>> Begin

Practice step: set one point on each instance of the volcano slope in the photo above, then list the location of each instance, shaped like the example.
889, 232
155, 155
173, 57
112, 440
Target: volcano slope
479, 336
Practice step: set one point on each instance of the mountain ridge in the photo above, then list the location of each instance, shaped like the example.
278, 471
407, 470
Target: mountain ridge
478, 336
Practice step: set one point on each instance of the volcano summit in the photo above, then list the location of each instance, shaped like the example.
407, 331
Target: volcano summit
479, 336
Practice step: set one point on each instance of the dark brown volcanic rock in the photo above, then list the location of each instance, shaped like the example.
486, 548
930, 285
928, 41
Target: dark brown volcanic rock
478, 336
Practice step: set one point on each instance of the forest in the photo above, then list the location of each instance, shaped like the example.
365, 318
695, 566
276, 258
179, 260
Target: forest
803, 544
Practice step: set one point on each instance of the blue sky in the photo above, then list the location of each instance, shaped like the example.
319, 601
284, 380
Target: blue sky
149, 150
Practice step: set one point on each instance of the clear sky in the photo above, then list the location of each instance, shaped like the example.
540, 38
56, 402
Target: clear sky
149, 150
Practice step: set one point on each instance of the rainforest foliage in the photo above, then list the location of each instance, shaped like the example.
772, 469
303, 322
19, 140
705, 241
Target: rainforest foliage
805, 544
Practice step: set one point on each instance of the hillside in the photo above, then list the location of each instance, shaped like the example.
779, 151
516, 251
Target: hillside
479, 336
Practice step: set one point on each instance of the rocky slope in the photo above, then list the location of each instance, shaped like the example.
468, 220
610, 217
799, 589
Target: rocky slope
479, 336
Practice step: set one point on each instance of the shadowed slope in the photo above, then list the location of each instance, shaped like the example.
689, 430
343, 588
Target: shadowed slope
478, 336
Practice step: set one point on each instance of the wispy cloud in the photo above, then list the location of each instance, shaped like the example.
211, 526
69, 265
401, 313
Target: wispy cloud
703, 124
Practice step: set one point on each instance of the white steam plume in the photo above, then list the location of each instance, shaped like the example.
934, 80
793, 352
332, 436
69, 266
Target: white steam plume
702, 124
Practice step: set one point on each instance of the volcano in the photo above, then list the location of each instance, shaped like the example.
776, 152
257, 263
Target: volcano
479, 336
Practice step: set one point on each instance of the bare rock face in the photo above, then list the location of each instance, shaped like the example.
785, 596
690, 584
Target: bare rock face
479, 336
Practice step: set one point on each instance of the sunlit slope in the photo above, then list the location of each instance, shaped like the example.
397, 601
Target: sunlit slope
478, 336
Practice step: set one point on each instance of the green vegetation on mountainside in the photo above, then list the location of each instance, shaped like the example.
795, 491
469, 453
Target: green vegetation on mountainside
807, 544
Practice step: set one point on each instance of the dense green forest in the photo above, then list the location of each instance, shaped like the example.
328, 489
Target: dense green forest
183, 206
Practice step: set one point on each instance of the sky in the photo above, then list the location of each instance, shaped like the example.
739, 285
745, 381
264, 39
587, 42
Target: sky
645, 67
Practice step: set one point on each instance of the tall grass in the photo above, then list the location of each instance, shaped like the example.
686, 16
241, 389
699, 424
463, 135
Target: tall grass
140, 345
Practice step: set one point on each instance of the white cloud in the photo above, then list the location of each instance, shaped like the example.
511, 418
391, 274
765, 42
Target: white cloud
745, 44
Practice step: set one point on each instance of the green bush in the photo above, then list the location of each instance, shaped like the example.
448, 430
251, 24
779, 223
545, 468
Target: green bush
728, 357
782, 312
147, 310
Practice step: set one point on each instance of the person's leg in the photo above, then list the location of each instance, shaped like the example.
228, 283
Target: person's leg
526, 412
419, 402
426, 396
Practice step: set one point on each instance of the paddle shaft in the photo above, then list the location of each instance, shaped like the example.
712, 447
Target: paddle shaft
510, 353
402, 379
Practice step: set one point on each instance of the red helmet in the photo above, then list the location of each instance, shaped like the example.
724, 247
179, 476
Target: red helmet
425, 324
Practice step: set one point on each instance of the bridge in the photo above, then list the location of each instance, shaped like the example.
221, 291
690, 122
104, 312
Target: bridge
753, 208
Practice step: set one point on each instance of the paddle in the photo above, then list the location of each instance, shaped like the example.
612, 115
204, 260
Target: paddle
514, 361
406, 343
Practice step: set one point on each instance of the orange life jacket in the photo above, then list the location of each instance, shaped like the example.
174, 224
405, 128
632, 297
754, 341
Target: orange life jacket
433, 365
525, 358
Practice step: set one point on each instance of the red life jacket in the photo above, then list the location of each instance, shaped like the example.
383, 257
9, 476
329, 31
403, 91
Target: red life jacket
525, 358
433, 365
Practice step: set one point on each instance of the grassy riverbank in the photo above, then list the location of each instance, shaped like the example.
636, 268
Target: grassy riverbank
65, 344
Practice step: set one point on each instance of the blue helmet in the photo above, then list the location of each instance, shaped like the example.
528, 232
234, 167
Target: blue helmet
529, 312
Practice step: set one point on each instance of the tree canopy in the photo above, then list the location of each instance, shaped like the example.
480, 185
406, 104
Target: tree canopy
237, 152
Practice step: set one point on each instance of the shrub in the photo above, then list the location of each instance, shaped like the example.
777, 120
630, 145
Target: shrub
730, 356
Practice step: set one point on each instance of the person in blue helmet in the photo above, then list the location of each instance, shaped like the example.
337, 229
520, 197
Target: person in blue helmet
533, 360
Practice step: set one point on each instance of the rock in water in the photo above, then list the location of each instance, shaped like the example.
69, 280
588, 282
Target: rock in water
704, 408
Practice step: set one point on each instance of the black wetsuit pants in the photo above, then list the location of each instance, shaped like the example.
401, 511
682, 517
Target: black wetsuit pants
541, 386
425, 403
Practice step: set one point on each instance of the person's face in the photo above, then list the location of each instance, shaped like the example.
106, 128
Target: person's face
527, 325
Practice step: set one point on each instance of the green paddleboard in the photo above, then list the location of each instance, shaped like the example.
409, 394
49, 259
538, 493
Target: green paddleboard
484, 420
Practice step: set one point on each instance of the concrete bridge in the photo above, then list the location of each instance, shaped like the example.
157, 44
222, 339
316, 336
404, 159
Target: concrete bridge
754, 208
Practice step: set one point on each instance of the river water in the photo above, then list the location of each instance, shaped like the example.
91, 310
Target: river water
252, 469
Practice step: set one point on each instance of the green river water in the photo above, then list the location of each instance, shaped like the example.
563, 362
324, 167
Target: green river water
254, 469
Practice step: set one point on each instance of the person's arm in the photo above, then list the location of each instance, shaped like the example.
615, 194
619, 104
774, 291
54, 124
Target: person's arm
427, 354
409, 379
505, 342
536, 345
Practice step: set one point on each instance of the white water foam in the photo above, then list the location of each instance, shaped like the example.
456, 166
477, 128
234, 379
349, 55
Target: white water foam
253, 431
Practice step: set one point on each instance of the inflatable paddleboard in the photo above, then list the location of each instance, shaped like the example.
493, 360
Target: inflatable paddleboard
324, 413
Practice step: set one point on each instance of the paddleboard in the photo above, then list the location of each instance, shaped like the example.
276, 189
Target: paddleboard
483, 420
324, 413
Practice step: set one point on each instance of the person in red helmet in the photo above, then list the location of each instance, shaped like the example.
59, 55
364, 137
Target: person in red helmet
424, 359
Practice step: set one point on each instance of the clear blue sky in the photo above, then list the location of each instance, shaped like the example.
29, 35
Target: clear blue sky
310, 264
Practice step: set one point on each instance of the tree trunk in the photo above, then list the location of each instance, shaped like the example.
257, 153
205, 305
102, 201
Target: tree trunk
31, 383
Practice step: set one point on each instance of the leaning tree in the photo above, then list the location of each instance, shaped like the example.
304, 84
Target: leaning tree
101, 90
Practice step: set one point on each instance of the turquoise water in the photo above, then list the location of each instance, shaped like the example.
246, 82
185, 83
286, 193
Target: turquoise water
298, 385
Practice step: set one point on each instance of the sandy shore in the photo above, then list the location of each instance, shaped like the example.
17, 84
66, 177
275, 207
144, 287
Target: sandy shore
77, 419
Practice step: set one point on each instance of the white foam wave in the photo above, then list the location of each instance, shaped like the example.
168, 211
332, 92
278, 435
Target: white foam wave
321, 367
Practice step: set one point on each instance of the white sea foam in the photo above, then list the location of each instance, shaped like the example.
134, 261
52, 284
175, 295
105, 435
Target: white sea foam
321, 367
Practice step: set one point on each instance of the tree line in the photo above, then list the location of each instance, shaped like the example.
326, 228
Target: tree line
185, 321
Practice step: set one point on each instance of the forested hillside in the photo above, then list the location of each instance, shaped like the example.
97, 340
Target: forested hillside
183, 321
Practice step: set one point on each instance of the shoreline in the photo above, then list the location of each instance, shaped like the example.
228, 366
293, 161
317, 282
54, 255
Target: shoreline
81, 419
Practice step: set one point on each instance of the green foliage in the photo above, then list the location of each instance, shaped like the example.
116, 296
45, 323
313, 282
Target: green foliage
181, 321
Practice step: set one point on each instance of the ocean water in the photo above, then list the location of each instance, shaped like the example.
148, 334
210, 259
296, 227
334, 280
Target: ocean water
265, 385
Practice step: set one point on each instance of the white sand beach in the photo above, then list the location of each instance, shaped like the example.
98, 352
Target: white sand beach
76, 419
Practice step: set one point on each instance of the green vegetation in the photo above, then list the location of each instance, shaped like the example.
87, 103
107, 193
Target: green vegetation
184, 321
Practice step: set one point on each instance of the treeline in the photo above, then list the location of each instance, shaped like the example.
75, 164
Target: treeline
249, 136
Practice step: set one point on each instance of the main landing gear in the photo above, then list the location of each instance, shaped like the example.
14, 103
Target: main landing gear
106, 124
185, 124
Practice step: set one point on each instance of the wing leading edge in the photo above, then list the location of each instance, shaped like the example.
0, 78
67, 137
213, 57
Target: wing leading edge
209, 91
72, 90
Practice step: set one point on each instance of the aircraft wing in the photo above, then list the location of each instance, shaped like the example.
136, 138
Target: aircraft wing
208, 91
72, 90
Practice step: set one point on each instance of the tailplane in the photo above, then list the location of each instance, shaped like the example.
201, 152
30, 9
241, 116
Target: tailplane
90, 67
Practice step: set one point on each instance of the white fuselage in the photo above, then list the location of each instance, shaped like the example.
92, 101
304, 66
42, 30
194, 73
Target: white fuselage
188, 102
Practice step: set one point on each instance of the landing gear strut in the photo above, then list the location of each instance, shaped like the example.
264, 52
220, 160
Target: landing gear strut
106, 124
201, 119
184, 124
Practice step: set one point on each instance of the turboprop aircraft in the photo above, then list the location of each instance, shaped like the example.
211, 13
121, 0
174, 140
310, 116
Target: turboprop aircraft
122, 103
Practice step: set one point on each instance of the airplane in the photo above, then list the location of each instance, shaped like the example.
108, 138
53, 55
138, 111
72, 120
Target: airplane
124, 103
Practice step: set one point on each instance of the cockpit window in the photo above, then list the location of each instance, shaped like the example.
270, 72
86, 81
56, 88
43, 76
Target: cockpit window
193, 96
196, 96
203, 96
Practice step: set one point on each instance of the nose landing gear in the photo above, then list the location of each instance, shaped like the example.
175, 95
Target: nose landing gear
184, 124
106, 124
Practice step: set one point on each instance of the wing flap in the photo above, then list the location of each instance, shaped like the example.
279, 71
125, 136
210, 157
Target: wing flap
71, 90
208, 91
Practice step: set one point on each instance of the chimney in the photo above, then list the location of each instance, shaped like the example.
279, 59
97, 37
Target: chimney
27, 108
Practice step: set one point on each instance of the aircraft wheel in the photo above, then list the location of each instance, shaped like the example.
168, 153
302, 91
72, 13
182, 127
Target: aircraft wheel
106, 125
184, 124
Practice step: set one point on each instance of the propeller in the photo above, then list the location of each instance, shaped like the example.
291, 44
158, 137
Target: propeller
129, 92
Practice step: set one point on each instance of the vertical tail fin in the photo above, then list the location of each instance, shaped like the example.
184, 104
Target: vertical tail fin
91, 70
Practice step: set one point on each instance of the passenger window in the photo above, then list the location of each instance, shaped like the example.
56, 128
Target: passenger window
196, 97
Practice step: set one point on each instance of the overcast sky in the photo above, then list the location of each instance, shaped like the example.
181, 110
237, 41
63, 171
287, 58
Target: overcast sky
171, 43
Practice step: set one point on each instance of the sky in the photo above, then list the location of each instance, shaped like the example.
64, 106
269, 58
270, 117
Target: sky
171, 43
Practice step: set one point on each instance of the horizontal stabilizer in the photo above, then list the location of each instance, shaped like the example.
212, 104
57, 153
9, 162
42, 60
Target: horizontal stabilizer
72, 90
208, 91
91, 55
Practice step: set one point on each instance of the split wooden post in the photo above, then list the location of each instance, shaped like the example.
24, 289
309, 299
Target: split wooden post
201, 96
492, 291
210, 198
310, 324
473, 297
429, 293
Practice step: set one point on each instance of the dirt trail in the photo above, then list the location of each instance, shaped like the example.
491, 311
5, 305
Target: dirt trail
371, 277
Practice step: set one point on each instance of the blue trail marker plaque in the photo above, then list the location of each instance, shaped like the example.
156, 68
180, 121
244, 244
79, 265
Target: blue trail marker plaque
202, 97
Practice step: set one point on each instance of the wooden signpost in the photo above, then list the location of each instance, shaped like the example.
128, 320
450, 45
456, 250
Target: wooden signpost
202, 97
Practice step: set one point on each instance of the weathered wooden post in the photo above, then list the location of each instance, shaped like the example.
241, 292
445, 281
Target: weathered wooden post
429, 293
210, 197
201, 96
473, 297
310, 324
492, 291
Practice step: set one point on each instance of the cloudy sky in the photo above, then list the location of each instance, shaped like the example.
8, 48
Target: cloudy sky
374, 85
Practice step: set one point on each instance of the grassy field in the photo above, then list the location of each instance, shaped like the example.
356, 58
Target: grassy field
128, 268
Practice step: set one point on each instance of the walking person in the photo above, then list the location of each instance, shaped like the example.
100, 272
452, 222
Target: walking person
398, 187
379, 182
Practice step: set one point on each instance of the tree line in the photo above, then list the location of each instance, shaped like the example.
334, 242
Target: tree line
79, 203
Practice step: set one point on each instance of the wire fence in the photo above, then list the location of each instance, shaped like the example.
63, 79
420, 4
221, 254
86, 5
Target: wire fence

>> End

**Exercise details:** Convert the material into a JSON list of strings, one string per line with blank lines omitted, starting with the line that contains "the grassy field" and going on through the end of the material.

**Output for this task:**
[
  "Practice step: set one point on each instance of the grassy field in the photo above, then list the location of each instance, shaped like the example.",
  "356, 58",
  "Target: grassy field",
  "128, 268",
  "Practice step: set one point on each instance of the walking person in the photo above, then list the location of each instance, shaped like the example.",
  "100, 272",
  "452, 222",
  "Target: walking person",
  "398, 187",
  "379, 182",
  "Practice step: set one point on each instance of the tree line in the photo above, then list the location of each instance, shaped like the example.",
  "334, 242",
  "Target: tree line",
  "79, 203",
  "Practice step: set one point on each instance of the wire fence in the photo above, then list the location of each instance, shaped like the example.",
  "63, 79",
  "420, 4",
  "221, 254",
  "86, 5",
  "Target: wire fence"
]